■ **Work order**:
Out of the entries that follow, copy each line containing "below".

■ **Data to process**:

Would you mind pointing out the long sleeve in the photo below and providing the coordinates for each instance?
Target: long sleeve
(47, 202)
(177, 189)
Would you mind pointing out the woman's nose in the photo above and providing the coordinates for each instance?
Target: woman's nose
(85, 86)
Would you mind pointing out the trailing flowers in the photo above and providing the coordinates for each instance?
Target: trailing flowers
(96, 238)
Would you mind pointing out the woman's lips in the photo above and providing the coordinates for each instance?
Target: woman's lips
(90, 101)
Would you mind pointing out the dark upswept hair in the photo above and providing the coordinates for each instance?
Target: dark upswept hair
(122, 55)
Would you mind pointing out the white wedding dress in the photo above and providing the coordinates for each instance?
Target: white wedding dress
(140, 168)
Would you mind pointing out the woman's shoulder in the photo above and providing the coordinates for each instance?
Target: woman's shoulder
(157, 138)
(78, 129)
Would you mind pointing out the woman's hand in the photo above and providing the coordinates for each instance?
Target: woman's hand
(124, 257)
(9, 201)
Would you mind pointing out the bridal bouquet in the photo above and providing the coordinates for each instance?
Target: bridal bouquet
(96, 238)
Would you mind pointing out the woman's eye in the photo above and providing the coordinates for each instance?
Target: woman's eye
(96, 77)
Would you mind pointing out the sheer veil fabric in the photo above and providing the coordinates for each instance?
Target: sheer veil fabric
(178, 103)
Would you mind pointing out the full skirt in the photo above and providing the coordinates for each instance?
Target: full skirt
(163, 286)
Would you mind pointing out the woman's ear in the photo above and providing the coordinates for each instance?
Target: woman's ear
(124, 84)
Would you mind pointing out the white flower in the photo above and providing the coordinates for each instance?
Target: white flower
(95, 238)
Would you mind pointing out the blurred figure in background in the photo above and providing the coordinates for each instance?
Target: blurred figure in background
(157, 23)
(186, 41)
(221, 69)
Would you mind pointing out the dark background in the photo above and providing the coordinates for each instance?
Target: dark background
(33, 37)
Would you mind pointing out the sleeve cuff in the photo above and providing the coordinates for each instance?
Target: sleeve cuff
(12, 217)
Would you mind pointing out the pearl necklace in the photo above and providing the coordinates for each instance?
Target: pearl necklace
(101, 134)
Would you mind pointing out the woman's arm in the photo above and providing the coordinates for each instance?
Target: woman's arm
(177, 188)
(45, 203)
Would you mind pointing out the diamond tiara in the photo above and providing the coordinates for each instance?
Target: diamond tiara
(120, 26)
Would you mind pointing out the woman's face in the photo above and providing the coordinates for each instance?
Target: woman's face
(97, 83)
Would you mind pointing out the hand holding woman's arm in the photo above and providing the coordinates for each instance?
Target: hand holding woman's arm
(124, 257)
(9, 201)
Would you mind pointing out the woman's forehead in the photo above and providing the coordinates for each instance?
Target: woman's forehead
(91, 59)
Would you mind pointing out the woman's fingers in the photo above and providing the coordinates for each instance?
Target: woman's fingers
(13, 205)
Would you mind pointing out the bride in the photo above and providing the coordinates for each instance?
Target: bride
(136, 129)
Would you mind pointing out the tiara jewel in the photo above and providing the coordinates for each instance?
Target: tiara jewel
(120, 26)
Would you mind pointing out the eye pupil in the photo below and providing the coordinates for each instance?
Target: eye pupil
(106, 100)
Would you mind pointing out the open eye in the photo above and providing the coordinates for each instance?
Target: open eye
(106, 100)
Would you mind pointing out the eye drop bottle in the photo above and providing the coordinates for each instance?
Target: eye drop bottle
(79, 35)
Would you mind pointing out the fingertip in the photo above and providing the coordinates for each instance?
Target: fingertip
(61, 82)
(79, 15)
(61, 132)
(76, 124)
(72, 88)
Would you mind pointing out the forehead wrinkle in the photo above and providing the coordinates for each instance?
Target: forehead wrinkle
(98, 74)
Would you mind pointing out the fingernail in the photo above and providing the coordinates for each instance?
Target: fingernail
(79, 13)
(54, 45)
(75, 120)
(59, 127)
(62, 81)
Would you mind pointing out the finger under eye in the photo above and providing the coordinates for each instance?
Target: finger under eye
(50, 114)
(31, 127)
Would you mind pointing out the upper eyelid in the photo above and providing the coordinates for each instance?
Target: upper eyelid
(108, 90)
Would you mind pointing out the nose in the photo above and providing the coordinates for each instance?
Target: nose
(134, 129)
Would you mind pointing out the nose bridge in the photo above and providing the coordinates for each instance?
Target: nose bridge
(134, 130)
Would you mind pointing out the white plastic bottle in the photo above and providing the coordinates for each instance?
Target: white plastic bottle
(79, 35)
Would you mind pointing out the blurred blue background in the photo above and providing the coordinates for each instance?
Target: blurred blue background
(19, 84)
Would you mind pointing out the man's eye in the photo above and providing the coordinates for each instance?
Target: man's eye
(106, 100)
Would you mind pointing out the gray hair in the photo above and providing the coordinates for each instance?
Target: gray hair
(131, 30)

■ **Response to this task**:
Would you mind pointing out the long sleeve in the photo below and providing the coordinates for each instance?
Would you mind pointing out the eye pupil in the photo below and providing the coordinates for each instance?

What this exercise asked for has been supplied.